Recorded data

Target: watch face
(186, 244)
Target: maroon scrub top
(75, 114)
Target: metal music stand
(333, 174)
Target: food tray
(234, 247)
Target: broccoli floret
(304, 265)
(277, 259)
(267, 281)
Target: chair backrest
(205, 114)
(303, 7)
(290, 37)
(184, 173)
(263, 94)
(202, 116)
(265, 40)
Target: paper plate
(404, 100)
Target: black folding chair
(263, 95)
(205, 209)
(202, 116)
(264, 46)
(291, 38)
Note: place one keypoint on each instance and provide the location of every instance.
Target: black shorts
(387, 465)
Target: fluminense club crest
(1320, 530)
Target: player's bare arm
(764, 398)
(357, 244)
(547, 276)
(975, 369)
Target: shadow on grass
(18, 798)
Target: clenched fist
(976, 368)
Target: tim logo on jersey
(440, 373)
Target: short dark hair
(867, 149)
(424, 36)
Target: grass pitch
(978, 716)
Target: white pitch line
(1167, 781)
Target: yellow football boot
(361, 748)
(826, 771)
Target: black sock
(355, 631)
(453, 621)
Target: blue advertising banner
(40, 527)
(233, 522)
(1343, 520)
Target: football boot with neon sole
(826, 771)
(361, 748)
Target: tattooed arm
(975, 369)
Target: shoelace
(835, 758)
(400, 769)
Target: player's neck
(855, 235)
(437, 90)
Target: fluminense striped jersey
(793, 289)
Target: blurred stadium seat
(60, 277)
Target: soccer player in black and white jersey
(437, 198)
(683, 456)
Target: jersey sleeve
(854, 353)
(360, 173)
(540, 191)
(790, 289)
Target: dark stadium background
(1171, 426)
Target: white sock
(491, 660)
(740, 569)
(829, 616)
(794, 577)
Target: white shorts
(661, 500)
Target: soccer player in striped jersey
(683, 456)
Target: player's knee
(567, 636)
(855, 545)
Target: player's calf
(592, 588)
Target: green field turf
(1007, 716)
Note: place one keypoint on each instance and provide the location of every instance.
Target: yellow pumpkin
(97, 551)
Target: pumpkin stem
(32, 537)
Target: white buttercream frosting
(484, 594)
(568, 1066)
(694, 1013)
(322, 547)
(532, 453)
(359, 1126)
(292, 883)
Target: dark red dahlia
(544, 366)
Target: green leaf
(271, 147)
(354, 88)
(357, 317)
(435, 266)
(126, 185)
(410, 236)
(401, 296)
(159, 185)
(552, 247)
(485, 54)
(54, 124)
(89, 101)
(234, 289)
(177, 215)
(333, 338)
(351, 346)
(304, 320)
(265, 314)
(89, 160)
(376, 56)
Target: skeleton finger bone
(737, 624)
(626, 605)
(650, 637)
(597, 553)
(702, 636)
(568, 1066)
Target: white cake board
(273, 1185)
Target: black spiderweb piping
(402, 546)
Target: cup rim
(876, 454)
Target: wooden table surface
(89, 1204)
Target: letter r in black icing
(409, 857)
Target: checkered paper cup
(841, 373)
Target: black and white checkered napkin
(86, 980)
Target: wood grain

- [EXERCISE DETAILS] From the first line to the last, reproduce the data exactly.

- [TASK RESULT]
Target: watch face
(186, 244)
Target: maroon scrub top
(75, 114)
Target: metal music stand
(333, 174)
Target: food tray
(234, 247)
Target: broccoli floret
(304, 265)
(277, 259)
(267, 281)
Target: chair backrest
(205, 114)
(303, 7)
(290, 37)
(184, 173)
(263, 94)
(202, 116)
(265, 40)
Target: paper plate
(404, 100)
Target: black folding chair
(263, 95)
(205, 209)
(202, 116)
(264, 46)
(291, 38)
Note: place one keypoint on each instance and provide the location of every instance.
Target: black shorts
(387, 465)
Target: fluminense club crest
(1320, 530)
Target: player's bare arm
(764, 398)
(357, 244)
(547, 276)
(975, 369)
Target: shadow on grass
(18, 798)
Target: clenched fist
(976, 368)
Target: tim logo on jersey
(440, 373)
Target: short dark hair
(867, 149)
(424, 36)
Target: grass pitch
(978, 716)
Target: white pitch line
(1167, 781)
Target: yellow football boot
(361, 748)
(826, 771)
Target: black sock
(355, 631)
(453, 621)
Target: blue advertising banner
(40, 527)
(233, 522)
(1343, 520)
Target: football boot with neon sole
(826, 771)
(361, 748)
Target: tattooed arm
(975, 369)
Target: shoelace
(835, 758)
(400, 769)
Target: player's neck
(855, 235)
(437, 90)
Target: fluminense striped jersey
(793, 289)
Target: blurred stadium seat
(60, 277)
Target: soccer player in black and white jersey
(437, 198)
(683, 456)
Target: jersey sleeve
(854, 353)
(360, 173)
(540, 191)
(790, 289)
Target: dark stadium background
(1171, 426)
Target: white sock
(491, 660)
(740, 569)
(829, 616)
(794, 577)
Target: white shorts
(661, 500)
Target: soccer player in striped jersey
(683, 456)
Target: player's knee
(567, 636)
(855, 545)
Target: player's calf
(592, 588)
Target: green field turf
(1007, 716)
Note: place one keypoint on each instance and provide the location of every instance.
Target: yellow pumpkin
(97, 551)
Target: pumpkin stem
(32, 537)
Target: white buttercream frosting
(484, 594)
(568, 1066)
(694, 1013)
(322, 547)
(532, 453)
(359, 1126)
(292, 883)
Target: dark red dahlia
(544, 366)
Target: green leaf
(271, 147)
(354, 88)
(357, 317)
(435, 266)
(126, 185)
(410, 236)
(401, 296)
(159, 185)
(552, 247)
(485, 54)
(54, 124)
(89, 101)
(234, 289)
(177, 215)
(333, 338)
(351, 346)
(304, 320)
(265, 314)
(89, 160)
(376, 56)
Target: skeleton finger bone
(737, 624)
(626, 605)
(650, 637)
(597, 553)
(702, 636)
(568, 1066)
Target: white cake board
(273, 1185)
Target: black spiderweb piping
(402, 546)
Target: cup rim
(876, 454)
Target: wooden table surface
(89, 1204)
Target: letter r in black icing
(409, 857)
Target: checkered paper cup
(841, 373)
Target: black and white checkered napkin
(86, 980)
Target: wood grain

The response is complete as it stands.